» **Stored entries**
===============
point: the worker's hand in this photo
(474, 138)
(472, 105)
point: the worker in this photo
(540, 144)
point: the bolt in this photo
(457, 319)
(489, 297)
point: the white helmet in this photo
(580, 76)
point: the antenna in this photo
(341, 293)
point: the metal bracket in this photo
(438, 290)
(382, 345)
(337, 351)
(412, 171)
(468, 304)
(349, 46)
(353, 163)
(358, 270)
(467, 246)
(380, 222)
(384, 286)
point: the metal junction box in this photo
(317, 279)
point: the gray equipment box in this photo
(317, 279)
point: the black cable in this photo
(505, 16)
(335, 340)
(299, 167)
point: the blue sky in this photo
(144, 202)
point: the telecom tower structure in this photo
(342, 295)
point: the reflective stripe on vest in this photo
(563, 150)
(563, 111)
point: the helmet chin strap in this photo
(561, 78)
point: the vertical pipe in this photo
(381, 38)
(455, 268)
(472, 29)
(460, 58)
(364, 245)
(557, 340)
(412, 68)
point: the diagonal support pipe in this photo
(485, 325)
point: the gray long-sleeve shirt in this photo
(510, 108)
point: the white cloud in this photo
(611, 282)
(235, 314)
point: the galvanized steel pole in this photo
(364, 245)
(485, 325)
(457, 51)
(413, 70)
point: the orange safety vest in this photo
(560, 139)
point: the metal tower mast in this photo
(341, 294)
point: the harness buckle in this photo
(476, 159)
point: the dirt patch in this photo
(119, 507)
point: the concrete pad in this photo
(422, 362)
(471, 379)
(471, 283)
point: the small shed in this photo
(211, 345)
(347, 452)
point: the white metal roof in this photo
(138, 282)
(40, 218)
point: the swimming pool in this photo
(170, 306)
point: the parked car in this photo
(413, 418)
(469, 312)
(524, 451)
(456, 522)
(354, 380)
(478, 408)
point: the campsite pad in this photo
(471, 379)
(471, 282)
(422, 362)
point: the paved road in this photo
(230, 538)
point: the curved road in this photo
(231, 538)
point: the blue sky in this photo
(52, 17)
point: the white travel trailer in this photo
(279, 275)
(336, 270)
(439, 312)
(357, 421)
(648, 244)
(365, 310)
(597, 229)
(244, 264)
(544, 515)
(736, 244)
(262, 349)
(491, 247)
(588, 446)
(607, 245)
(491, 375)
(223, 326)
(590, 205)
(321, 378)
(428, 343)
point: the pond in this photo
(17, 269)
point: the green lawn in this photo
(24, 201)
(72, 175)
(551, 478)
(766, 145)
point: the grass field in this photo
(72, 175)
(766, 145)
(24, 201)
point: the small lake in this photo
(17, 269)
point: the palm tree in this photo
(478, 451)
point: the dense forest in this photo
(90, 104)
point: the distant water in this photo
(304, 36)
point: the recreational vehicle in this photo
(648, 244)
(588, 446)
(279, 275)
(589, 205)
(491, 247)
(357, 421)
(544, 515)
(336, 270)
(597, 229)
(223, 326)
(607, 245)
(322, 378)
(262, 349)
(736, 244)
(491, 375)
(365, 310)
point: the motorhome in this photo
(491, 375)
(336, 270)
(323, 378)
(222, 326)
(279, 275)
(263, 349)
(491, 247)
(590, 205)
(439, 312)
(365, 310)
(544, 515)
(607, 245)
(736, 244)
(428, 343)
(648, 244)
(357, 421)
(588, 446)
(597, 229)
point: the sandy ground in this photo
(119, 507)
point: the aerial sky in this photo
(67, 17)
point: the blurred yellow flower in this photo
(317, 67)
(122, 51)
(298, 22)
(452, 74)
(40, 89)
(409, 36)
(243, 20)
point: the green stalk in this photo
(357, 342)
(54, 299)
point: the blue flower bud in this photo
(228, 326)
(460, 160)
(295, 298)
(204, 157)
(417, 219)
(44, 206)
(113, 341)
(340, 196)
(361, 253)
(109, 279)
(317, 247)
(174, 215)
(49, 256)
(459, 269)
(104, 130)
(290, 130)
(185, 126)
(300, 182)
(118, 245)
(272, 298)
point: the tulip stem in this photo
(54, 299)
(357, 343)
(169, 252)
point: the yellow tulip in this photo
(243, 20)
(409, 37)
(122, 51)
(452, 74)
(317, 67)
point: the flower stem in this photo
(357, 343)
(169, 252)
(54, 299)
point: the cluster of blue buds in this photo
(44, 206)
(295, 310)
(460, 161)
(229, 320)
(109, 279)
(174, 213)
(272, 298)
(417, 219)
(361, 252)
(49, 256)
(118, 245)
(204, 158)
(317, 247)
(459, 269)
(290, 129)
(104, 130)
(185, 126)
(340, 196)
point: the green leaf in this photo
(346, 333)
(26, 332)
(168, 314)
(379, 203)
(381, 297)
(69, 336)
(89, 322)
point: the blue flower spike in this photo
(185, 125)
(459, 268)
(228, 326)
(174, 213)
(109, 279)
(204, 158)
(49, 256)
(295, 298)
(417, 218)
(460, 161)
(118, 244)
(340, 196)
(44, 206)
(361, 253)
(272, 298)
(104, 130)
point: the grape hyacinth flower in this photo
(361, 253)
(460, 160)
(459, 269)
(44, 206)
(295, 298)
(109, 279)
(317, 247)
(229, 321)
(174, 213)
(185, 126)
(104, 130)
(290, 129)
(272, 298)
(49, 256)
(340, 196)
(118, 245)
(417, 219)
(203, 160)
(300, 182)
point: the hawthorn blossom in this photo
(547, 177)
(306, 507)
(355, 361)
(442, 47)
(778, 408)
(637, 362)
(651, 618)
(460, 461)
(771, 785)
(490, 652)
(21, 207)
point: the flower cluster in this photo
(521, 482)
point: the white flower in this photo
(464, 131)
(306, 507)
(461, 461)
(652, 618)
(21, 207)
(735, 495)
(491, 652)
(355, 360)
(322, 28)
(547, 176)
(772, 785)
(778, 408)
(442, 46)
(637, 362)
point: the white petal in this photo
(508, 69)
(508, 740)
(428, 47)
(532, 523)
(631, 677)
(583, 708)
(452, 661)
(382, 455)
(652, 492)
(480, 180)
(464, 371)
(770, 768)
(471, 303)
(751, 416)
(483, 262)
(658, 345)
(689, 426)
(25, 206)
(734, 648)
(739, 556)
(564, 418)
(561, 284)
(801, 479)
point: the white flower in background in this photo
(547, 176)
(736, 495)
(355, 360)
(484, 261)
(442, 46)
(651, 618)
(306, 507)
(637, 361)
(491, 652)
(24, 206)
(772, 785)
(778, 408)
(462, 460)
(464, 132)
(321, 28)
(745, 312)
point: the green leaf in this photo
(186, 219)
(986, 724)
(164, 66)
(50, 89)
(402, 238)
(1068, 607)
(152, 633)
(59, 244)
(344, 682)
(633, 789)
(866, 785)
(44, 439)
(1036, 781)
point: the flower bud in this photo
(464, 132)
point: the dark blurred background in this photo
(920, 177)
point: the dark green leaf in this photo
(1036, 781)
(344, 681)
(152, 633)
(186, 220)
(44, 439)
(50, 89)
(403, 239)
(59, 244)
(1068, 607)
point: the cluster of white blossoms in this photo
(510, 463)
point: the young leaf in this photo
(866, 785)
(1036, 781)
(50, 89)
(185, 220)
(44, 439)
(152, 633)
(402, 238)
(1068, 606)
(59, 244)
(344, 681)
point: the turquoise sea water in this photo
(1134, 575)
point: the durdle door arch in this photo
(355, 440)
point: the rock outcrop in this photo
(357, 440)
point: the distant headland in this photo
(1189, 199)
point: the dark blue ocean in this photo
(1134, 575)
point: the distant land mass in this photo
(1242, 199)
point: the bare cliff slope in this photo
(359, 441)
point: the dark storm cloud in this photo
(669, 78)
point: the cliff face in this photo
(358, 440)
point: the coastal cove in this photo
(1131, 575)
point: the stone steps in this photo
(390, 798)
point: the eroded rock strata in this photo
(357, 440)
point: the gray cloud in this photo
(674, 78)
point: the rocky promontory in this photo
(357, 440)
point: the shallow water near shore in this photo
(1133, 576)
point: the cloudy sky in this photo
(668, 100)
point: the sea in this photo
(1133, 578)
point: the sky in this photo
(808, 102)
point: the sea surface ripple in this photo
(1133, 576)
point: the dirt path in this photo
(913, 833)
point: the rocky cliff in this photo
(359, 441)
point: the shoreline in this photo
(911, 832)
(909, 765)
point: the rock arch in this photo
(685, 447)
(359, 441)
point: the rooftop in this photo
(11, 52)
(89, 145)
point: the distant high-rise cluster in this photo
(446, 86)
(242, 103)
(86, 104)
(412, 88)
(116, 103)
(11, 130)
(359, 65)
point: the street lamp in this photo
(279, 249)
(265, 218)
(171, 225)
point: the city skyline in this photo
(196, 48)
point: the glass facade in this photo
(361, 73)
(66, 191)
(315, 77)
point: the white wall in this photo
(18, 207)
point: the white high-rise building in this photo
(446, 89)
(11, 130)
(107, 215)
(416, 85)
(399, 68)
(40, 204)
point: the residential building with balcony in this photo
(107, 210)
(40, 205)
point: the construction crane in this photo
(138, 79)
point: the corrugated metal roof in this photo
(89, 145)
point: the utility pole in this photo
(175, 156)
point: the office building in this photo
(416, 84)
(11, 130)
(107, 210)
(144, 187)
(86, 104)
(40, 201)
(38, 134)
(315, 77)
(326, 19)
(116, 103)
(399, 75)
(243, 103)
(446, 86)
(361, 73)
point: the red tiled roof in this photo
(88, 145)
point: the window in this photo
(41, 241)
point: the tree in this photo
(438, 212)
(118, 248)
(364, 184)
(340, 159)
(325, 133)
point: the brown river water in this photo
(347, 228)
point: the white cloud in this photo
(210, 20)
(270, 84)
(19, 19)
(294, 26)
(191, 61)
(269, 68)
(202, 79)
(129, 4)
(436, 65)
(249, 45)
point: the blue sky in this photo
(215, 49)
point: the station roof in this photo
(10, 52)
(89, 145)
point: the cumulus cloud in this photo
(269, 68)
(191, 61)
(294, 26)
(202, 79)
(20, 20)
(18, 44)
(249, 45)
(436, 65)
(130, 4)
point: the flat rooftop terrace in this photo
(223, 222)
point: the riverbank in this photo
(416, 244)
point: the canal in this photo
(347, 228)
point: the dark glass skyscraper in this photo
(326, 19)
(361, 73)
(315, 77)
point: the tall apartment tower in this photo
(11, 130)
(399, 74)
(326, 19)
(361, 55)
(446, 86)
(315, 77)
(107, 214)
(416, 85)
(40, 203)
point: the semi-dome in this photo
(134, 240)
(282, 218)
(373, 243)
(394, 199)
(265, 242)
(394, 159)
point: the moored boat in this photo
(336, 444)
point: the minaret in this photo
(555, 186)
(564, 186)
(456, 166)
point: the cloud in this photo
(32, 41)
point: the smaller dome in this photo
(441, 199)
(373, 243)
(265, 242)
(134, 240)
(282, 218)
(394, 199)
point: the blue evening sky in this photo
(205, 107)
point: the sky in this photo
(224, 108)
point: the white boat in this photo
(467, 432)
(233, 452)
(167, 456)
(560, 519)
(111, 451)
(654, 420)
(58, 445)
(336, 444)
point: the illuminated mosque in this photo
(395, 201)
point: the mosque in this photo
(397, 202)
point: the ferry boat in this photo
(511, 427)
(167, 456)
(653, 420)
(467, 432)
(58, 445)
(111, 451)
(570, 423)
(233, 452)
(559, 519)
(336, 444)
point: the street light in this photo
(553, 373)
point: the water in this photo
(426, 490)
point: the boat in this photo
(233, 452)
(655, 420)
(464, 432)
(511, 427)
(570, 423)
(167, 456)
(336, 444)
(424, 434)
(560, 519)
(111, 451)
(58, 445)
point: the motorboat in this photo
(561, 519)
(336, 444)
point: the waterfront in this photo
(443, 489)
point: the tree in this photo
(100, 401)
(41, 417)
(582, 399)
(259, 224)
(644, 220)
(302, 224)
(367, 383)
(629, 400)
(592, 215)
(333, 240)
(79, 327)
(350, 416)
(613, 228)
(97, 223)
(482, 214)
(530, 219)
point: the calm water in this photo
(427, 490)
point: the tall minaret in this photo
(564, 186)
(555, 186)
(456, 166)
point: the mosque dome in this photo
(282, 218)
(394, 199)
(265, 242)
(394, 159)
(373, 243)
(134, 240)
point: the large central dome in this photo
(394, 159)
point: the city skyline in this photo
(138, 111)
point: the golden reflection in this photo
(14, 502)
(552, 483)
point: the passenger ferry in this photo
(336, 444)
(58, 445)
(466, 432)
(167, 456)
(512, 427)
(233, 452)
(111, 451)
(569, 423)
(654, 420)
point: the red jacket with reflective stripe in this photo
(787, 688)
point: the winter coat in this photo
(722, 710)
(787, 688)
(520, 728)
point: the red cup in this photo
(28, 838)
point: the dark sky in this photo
===============
» **WORK TO BE COMPLETED**
Reproduce the rows word for word, starting with the line that contains "point: the waterfront in this photo" and ending after the final row.

» **EXERCISE SOLUTION**
point: the waterfront in this photo
(443, 489)
point: the tree in this photo
(100, 401)
(41, 417)
(582, 399)
(259, 224)
(644, 220)
(302, 224)
(367, 383)
(629, 400)
(592, 215)
(333, 240)
(79, 327)
(350, 416)
(613, 228)
(97, 223)
(482, 214)
(530, 219)
point: the calm water in this photo
(427, 490)
point: the tall minaret in this photo
(564, 186)
(555, 186)
(456, 166)
point: the mosque dome in this photo
(282, 218)
(394, 199)
(265, 242)
(394, 159)
(373, 243)
(134, 240)
point: the large central dome in this photo
(394, 159)
point: the city skyline in this photo
(138, 111)
point: the golden reflection in this photo
(14, 502)
(552, 483)
point: the passenger ferry in this photo
(336, 444)
(58, 445)
(466, 432)
(167, 456)
(512, 427)
(233, 452)
(111, 451)
(569, 423)
(654, 420)
point: the red jacket with reflective stripe in this photo
(787, 688)
point: the winter coat in this photo
(722, 710)
(787, 688)
(520, 728)
point: the red cup in this photo
(28, 838)
point: the dark sky in this photo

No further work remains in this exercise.